_THE TASK_
Filter the material below down to the lines with the word "plate" and give those lines.

=== Section Start ===

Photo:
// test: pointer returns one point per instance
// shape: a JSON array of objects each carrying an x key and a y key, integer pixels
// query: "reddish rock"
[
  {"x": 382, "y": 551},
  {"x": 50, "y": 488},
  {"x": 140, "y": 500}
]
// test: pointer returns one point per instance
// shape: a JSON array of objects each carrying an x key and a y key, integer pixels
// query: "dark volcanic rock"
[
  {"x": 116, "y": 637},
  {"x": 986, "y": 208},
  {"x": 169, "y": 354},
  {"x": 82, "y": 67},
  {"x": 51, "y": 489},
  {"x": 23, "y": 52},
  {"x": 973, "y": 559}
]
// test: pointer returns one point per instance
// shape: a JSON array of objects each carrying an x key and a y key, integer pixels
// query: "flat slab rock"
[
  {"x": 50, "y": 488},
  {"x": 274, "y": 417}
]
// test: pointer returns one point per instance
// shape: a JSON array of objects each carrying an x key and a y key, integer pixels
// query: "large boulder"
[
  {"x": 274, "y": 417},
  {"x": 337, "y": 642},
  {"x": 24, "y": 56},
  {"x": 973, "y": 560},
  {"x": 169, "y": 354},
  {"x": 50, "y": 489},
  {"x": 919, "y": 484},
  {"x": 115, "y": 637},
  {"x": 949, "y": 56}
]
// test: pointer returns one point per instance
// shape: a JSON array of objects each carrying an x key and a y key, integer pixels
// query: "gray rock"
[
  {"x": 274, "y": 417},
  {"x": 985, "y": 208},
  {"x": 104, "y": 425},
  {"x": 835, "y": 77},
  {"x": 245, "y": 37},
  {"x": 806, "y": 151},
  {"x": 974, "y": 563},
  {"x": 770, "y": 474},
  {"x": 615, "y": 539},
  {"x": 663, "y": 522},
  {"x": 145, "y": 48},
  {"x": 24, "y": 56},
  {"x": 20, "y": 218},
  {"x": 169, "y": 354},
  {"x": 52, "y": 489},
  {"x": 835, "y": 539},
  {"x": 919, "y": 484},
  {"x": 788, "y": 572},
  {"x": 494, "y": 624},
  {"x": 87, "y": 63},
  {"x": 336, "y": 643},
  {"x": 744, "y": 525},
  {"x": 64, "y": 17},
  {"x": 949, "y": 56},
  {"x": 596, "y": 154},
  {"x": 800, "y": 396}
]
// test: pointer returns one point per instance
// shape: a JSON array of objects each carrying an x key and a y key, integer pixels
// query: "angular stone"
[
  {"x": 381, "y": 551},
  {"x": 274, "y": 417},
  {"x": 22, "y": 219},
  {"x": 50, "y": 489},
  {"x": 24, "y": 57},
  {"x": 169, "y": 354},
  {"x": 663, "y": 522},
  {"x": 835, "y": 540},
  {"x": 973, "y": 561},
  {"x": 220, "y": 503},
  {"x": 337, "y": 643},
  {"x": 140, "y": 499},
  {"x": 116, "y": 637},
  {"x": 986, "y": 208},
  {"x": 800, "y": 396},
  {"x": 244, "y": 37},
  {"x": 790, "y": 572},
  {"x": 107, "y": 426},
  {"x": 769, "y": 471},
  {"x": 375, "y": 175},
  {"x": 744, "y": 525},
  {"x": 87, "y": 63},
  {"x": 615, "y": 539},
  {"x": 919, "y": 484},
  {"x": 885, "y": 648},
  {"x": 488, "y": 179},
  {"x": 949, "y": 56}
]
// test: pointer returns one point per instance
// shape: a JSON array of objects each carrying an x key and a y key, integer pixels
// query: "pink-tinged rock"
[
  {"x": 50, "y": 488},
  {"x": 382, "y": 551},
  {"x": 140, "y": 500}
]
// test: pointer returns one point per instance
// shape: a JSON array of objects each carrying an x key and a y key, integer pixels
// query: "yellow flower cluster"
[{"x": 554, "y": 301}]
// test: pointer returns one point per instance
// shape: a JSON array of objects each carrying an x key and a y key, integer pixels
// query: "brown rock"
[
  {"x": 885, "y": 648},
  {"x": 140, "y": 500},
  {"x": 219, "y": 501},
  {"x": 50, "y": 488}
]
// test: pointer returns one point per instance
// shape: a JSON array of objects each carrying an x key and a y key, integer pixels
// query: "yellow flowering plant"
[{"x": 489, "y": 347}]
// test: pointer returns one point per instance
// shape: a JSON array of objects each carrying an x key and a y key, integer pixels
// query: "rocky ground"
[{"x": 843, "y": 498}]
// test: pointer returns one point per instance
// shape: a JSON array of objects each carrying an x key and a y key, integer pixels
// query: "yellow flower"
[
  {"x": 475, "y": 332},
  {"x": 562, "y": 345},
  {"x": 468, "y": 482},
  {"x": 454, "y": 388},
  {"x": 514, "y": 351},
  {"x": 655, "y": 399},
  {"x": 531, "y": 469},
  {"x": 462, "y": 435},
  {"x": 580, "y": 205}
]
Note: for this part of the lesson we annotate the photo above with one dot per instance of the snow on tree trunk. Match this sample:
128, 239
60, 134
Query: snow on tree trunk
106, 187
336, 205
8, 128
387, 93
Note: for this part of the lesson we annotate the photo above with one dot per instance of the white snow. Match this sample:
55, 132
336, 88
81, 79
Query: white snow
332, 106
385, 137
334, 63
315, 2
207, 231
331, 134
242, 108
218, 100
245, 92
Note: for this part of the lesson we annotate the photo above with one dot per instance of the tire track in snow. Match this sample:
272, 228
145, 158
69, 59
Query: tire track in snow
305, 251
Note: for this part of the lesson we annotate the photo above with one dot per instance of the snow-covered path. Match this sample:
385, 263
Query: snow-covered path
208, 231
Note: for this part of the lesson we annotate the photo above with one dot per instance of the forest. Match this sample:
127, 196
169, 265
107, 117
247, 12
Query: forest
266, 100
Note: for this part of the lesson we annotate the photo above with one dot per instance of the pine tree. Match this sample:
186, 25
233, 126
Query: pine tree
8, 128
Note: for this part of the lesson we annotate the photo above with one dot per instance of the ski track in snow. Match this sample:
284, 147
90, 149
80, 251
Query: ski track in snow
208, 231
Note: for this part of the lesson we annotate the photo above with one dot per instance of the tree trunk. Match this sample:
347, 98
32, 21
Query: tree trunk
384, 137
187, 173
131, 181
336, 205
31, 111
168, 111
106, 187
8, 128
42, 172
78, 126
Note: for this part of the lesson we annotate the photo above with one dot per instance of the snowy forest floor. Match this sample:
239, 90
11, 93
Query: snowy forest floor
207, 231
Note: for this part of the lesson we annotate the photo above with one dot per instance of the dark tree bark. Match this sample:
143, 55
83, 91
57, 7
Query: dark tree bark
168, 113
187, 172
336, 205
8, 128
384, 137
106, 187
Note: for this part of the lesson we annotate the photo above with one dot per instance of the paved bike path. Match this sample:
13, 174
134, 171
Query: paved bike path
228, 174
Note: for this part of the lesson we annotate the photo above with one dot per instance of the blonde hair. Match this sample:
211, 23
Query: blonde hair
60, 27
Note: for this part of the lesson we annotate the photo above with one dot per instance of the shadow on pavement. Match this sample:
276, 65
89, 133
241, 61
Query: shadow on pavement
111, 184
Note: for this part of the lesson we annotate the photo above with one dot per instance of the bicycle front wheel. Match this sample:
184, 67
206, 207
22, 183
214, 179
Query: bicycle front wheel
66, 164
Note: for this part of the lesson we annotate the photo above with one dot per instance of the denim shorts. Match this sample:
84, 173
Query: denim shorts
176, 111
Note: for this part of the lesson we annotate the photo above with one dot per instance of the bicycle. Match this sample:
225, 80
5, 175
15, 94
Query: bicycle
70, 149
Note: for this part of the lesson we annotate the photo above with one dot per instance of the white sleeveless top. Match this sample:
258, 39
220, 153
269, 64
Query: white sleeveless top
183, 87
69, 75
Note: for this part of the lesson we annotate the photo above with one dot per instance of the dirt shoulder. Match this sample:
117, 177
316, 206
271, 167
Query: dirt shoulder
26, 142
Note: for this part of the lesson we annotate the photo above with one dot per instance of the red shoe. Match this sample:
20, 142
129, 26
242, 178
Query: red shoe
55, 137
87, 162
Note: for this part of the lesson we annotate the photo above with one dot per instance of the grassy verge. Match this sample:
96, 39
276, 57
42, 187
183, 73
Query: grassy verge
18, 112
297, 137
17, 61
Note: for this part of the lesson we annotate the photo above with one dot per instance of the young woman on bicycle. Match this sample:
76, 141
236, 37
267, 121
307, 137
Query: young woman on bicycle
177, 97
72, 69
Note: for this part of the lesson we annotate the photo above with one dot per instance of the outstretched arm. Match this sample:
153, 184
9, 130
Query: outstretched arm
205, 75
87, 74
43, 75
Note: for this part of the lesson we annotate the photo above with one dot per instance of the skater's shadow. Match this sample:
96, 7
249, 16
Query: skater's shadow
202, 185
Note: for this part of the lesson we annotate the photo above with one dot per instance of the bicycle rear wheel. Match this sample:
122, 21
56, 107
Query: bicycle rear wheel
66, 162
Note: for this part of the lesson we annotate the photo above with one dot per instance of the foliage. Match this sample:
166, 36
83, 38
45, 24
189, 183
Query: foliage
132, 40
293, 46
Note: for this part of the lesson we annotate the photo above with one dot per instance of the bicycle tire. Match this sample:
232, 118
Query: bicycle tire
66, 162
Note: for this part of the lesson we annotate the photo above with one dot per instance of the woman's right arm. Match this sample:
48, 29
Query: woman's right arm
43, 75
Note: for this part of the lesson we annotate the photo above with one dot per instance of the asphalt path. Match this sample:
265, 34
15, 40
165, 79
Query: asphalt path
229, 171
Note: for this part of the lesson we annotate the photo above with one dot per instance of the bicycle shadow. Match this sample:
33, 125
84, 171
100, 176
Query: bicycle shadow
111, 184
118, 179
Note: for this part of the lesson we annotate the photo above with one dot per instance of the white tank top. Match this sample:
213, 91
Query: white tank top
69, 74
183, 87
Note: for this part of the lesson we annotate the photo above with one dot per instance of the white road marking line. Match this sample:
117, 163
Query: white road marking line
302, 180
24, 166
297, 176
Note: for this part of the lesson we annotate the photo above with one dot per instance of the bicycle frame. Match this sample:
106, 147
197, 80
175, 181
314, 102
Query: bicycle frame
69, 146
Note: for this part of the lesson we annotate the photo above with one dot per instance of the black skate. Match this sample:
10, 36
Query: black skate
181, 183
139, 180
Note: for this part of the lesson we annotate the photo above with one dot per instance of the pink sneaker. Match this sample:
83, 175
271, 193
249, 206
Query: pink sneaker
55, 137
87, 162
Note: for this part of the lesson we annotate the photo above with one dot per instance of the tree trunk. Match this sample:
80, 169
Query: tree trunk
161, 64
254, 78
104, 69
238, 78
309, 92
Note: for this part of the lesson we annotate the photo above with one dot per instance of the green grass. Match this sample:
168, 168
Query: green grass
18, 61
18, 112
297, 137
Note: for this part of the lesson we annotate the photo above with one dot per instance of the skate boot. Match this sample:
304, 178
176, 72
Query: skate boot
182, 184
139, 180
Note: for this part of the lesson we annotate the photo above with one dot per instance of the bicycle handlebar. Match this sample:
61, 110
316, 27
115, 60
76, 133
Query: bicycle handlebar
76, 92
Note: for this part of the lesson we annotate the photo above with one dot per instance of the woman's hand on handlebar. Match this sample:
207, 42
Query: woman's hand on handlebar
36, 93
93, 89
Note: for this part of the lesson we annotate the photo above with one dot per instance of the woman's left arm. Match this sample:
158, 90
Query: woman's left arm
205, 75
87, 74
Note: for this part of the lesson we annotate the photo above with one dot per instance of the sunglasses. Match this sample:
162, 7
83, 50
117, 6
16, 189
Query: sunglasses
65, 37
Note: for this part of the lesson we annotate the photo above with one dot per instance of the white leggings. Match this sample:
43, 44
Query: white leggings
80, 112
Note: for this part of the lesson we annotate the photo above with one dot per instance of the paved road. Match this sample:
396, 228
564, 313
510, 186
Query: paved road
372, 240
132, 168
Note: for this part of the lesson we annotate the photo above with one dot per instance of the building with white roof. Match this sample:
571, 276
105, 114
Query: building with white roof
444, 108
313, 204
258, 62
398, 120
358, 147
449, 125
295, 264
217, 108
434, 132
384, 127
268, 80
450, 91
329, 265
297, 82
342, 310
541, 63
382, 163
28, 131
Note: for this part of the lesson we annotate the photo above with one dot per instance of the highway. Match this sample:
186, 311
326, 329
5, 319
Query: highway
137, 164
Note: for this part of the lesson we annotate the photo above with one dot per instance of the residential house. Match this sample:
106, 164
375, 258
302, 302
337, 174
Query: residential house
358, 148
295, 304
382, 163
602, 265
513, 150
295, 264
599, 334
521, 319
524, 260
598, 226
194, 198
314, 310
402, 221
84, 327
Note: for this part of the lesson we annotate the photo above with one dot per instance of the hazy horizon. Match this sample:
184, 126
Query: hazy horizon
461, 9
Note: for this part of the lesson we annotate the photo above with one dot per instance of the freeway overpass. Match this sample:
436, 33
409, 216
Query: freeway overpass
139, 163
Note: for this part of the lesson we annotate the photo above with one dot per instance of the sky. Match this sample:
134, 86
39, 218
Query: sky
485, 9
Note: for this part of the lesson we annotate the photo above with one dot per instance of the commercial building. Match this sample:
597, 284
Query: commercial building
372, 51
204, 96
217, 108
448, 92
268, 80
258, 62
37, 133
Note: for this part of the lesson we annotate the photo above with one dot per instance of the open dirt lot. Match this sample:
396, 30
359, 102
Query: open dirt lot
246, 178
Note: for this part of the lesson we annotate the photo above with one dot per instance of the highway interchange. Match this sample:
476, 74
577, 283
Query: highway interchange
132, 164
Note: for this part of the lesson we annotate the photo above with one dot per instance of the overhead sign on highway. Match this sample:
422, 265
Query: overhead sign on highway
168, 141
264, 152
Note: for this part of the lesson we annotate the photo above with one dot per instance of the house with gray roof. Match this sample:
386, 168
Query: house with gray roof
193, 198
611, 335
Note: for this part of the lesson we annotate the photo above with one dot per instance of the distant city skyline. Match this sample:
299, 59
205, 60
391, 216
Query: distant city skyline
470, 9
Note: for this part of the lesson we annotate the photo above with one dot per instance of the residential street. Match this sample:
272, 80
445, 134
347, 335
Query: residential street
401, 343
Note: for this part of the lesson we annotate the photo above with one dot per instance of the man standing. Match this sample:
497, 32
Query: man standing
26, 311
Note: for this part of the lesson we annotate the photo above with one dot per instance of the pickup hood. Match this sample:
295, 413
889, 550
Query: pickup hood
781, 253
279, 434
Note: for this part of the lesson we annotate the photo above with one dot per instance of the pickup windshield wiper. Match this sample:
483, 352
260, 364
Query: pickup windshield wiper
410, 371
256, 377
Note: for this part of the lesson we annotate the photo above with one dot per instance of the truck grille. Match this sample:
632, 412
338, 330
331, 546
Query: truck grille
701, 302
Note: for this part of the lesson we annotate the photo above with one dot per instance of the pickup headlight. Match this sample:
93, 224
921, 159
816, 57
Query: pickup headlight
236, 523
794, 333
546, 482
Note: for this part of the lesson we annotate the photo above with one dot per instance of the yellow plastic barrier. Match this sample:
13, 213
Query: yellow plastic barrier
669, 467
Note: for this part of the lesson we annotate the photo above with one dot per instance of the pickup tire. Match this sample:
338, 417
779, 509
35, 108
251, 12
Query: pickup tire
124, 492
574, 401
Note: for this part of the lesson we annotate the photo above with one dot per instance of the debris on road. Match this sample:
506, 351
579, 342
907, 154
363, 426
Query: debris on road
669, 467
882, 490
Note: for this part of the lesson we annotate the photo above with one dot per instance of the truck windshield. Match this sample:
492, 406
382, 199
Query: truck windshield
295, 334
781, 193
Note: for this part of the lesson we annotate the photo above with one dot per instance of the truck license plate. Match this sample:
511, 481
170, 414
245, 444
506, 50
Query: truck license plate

=== Section End ===

_PROBLEM SOLUTION_
Note: for this part of the lesson we annotate the photo above with one dot per instance of the truck license plate. Match this sample:
Query: truck license plate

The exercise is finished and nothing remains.